(Prompt A)
Answer these questions about the Kiwami review, one answer per line:
(i) Which character does the review call "all good fun"?
(ii) In the Sesame Street comparison, which character sits down to talk?
(iii) Who does Kiryu become, according to the review, once you get into the right rhythm?
(Prompt B)
Pick up the Kiwami review after its final sentence and extend it by a paragraph or two in the same voice.

(Excerpted text)
Sadly though, while Majima is all good fun, there are a few odd side stories that feel very uncomfortable. Sadly, there was one mission where the story boiled down to ‘Oh, aren’t trans/genderfluid people so weird, how can you understand such people ha-ha’ and essentially forced me into a fight that for Kiryu was totally out of character and seemed really mean-spirited, invoking the idea that trans-women are trying to pull some kind of trick on people. This myth that has caused friends of mine such pain in their lives really seems a bit out of place, especially in the more comedic side stories. It’s like if in the middle of Sesame Street Grover sat down to talk about how Elmo really should get circumcised now while he is young.
But when it comes down to the fighting that you, Kiryu, will be spending about half the time doing, Kiwami is a mile more impressive than the original. Mainly because it is now possible to have Kiryu fight a whole bunch of people in a climactic showdown without it being a slow painful slog even when everything is going your way. Get into the right rhythm in Kiwami and Kiryu becomes Sonny Chiba reborn as he grabs the head of the last mook in the room and smashes it through the door into the next area full of more dudes to fight.

(Extracted data)
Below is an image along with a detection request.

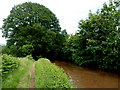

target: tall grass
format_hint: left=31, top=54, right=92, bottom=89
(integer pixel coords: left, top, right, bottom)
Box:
left=35, top=58, right=73, bottom=88
left=2, top=58, right=34, bottom=88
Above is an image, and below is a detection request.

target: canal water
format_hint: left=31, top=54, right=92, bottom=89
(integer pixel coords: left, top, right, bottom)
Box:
left=53, top=61, right=120, bottom=88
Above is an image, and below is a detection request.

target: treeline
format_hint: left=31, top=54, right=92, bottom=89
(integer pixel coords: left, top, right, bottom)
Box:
left=2, top=1, right=120, bottom=72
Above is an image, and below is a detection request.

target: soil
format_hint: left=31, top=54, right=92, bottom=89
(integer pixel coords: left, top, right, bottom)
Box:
left=54, top=61, right=120, bottom=88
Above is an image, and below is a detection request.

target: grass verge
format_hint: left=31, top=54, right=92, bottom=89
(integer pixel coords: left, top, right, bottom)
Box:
left=35, top=58, right=74, bottom=88
left=2, top=55, right=34, bottom=88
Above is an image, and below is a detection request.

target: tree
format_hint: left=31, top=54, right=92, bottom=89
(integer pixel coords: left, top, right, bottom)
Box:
left=68, top=2, right=120, bottom=71
left=2, top=2, right=63, bottom=59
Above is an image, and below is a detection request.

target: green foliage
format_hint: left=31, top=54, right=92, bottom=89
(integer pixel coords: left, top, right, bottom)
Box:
left=2, top=2, right=67, bottom=60
left=65, top=2, right=120, bottom=72
left=2, top=54, right=19, bottom=76
left=35, top=58, right=73, bottom=88
left=2, top=55, right=34, bottom=89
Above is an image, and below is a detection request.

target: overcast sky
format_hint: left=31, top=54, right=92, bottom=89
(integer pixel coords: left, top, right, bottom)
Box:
left=0, top=0, right=109, bottom=44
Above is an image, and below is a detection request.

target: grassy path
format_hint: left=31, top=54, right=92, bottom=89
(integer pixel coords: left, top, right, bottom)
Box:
left=29, top=62, right=36, bottom=88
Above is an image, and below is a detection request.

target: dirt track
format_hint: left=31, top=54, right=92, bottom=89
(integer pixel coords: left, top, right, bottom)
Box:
left=54, top=61, right=120, bottom=88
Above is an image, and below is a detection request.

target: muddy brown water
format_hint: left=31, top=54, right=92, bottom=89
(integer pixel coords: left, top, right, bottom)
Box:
left=53, top=61, right=120, bottom=88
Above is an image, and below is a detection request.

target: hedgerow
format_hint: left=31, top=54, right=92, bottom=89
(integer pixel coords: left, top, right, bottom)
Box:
left=2, top=54, right=19, bottom=77
left=35, top=58, right=73, bottom=88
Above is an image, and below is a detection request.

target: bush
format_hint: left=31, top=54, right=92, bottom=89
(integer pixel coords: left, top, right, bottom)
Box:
left=2, top=54, right=19, bottom=76
left=35, top=58, right=73, bottom=88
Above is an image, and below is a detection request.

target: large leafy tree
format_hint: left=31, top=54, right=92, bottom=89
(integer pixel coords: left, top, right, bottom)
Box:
left=2, top=2, right=63, bottom=59
left=66, top=2, right=120, bottom=71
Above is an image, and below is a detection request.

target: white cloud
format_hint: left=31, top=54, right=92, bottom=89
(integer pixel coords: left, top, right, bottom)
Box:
left=0, top=0, right=109, bottom=42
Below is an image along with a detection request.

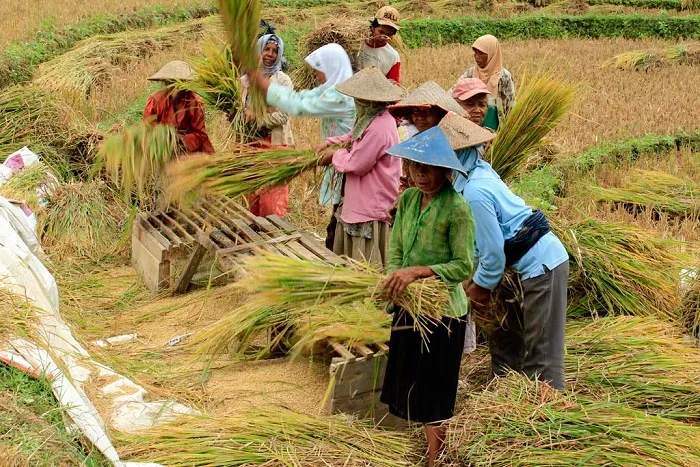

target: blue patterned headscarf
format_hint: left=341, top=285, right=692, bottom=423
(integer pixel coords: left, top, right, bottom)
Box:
left=258, top=34, right=284, bottom=76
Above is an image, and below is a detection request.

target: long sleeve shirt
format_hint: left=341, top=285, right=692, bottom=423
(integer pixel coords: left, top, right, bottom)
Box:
left=143, top=89, right=214, bottom=154
left=267, top=83, right=355, bottom=206
left=326, top=111, right=401, bottom=224
left=388, top=183, right=474, bottom=317
left=453, top=148, right=569, bottom=290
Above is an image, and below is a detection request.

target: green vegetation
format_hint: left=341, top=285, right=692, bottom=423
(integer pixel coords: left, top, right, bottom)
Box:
left=401, top=15, right=700, bottom=48
left=586, top=0, right=681, bottom=10
left=0, top=6, right=217, bottom=88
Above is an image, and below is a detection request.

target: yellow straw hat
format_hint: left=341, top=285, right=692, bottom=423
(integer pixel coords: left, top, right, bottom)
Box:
left=389, top=81, right=466, bottom=118
left=148, top=60, right=194, bottom=81
left=438, top=112, right=496, bottom=151
left=336, top=66, right=406, bottom=102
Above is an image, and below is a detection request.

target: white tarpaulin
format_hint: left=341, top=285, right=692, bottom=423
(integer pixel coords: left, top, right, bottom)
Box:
left=0, top=189, right=195, bottom=466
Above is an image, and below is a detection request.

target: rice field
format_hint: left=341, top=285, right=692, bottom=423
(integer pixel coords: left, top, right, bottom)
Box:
left=0, top=0, right=700, bottom=466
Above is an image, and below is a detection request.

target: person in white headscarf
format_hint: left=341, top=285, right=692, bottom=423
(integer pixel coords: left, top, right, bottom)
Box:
left=249, top=44, right=355, bottom=248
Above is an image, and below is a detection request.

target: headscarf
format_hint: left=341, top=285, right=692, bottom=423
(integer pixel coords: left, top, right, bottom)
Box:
left=352, top=99, right=389, bottom=139
left=258, top=34, right=284, bottom=76
left=304, top=44, right=352, bottom=90
left=472, top=34, right=503, bottom=96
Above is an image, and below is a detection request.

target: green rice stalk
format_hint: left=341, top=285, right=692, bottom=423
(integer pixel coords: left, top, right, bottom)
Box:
left=586, top=170, right=700, bottom=218
left=444, top=374, right=700, bottom=467
left=484, top=74, right=576, bottom=181
left=0, top=162, right=58, bottom=212
left=166, top=145, right=319, bottom=204
left=219, top=0, right=267, bottom=116
left=95, top=123, right=180, bottom=209
left=33, top=20, right=211, bottom=98
left=176, top=41, right=252, bottom=143
left=550, top=219, right=692, bottom=323
left=566, top=316, right=700, bottom=424
left=38, top=181, right=128, bottom=261
left=189, top=253, right=449, bottom=358
left=681, top=277, right=700, bottom=339
left=602, top=50, right=668, bottom=71
left=120, top=409, right=420, bottom=467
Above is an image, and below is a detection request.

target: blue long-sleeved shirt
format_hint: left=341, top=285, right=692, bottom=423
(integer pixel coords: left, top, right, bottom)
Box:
left=453, top=147, right=569, bottom=290
left=267, top=83, right=355, bottom=206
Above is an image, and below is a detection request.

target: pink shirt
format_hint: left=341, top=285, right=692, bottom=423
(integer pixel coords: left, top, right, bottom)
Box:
left=326, top=111, right=401, bottom=224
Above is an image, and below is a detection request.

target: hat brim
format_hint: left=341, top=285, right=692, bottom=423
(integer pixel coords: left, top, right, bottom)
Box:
left=376, top=18, right=401, bottom=31
left=386, top=127, right=467, bottom=177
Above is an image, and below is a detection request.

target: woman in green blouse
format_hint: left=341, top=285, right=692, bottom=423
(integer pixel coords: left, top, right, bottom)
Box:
left=381, top=127, right=474, bottom=466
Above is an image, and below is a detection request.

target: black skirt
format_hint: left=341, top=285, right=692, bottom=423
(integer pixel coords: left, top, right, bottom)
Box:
left=380, top=309, right=467, bottom=423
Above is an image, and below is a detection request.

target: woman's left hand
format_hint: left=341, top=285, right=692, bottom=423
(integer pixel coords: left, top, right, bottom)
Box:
left=382, top=266, right=433, bottom=299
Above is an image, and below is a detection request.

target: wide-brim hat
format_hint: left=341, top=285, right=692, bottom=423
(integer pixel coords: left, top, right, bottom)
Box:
left=438, top=113, right=496, bottom=151
left=374, top=6, right=401, bottom=31
left=335, top=66, right=406, bottom=102
left=389, top=81, right=466, bottom=118
left=386, top=126, right=467, bottom=177
left=148, top=60, right=194, bottom=81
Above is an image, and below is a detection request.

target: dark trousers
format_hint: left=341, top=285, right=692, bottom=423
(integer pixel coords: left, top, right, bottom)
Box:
left=489, top=261, right=569, bottom=390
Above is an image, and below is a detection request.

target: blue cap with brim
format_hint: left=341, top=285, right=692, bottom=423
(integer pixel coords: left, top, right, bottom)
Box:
left=386, top=126, right=467, bottom=177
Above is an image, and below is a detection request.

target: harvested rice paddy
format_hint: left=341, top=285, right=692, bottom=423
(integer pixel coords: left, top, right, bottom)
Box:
left=0, top=0, right=700, bottom=466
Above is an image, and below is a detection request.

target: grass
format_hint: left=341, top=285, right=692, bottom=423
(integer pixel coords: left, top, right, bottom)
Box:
left=0, top=364, right=111, bottom=467
left=122, top=409, right=420, bottom=467
left=566, top=317, right=700, bottom=424
left=484, top=74, right=576, bottom=182
left=33, top=20, right=211, bottom=99
left=0, top=0, right=216, bottom=88
left=37, top=181, right=129, bottom=261
left=552, top=219, right=692, bottom=324
left=446, top=375, right=700, bottom=467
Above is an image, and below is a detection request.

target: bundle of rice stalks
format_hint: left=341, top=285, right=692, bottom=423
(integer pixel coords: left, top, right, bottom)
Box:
left=566, top=316, right=700, bottom=423
left=681, top=278, right=700, bottom=338
left=445, top=375, right=700, bottom=467
left=219, top=0, right=267, bottom=116
left=602, top=44, right=700, bottom=71
left=0, top=86, right=102, bottom=179
left=586, top=169, right=700, bottom=218
left=34, top=21, right=204, bottom=98
left=550, top=219, right=692, bottom=323
left=38, top=181, right=128, bottom=261
left=122, top=409, right=420, bottom=467
left=177, top=41, right=251, bottom=143
left=190, top=253, right=449, bottom=358
left=484, top=74, right=576, bottom=181
left=95, top=123, right=180, bottom=209
left=166, top=145, right=319, bottom=204
left=0, top=162, right=59, bottom=212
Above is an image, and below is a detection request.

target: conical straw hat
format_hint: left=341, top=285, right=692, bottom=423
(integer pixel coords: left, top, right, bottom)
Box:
left=336, top=66, right=406, bottom=102
left=389, top=81, right=466, bottom=117
left=148, top=60, right=194, bottom=81
left=438, top=113, right=496, bottom=151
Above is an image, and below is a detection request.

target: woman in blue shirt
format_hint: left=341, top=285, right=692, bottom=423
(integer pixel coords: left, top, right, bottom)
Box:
left=439, top=114, right=569, bottom=390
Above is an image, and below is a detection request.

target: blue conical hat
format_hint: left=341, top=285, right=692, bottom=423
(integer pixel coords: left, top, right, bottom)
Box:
left=386, top=126, right=467, bottom=177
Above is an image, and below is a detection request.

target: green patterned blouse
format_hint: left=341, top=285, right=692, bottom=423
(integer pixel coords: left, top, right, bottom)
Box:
left=388, top=183, right=474, bottom=318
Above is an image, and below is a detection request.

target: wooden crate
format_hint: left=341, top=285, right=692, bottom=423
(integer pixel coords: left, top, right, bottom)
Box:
left=132, top=198, right=345, bottom=293
left=328, top=341, right=405, bottom=427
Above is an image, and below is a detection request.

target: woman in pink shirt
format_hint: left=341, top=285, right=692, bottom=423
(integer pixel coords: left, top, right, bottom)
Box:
left=318, top=67, right=406, bottom=266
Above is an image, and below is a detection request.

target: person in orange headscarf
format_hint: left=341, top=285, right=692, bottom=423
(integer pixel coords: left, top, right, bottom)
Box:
left=450, top=34, right=515, bottom=131
left=143, top=60, right=214, bottom=154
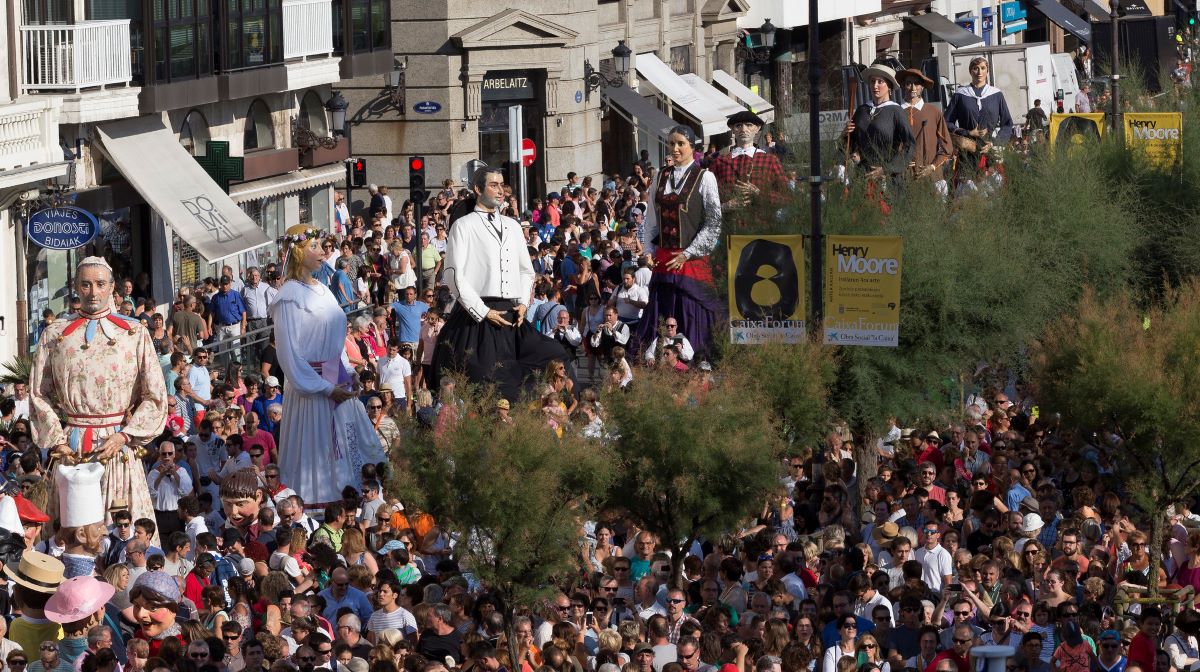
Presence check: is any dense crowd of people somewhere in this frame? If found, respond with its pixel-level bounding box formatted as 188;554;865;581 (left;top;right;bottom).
0;152;1200;672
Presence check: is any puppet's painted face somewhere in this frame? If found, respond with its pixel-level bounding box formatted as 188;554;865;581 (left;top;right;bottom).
221;497;258;528
133;598;175;640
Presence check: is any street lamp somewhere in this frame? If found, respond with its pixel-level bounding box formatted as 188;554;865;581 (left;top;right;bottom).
737;19;778;65
758;19;776;52
583;40;634;101
388;59;408;109
325;91;350;136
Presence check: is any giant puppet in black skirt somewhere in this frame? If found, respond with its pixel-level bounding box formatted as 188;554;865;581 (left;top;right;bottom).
431;168;566;401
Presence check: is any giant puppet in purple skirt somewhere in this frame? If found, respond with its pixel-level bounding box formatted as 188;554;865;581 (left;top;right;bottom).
637;126;728;359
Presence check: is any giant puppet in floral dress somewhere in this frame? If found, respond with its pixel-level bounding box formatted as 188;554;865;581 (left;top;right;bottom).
29;257;167;540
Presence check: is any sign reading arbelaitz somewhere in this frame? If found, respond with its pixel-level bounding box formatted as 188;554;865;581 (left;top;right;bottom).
730;235;805;344
1122;112;1183;170
822;235;902;348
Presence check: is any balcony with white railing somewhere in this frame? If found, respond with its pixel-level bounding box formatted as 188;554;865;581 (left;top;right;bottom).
20;19;132;94
283;0;334;59
283;0;342;91
0;98;62;170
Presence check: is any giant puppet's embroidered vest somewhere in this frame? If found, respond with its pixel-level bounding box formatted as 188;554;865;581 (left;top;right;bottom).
653;162;704;250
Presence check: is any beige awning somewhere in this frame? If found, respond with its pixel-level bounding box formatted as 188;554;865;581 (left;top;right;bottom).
713;70;775;124
96;115;271;263
229;163;346;203
635;52;728;138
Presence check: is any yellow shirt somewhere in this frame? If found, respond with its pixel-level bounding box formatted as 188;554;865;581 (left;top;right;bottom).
8;617;62;660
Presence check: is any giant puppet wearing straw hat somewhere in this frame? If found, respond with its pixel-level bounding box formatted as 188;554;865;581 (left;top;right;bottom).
844;64;914;180
29;257;167;540
709;109;791;208
896;67;954;194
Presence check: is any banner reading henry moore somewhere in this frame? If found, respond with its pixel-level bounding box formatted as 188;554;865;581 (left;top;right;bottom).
730;235;804;343
1122;112;1183;170
822;235;901;348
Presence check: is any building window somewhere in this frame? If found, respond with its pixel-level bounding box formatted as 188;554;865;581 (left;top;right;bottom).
671;44;691;74
179;109;210;156
332;0;391;54
300;91;329;138
148;0;212;83
221;0;283;72
24;0;74;25
241;101;275;152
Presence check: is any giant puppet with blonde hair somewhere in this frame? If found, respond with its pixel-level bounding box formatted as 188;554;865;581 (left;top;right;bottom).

(Exercise result A)
(i) Majima
(ii) Grover
(iii) Sonny Chiba reborn

(Exercise result B)
It can get a bit weird that in a plot of interconnected Yakuza families robbing and conning each other in increasingly complex backstabbing, the only thing the player as Kiryu does is go to the right place and beat up the right people, everyone currently standing. But it works in Yakuza games because these increasingly bizarre crime plots and even more bizarre characters add emotional stakes to every fool that stands in your way after you just broke his mate’s kneecaps. Yakuza uses this to make nearly every big fight at the end of a chapter have the weight of a final boss and the final boss itself something that lesser games would spend a trilogy to build to.
In the end, despite some clear and unfortunate flaws and the fact that it cannot match the synergy of the story that Yakuza 0 managed, Yakuza Kiwami cannot top its siblings as a whole experience. But as a remake of the first Yakuza game, this is an absolutely essential piece of media. It reforges the first game’s story in the engine of the more recent games and makes it possible to enjoy the first adventure of Kazuma Kiryu as it feels like it was meant to be experienced.
Yakuza Kiwami has really brought me back into loving the Yakuza series again by remaking the very game that made me drop it. Now that is exactly what a remake should do. Now I’m really looking forward to the sixth game and the remake of the second. In the meantime, I shall catch up on all that I have missed.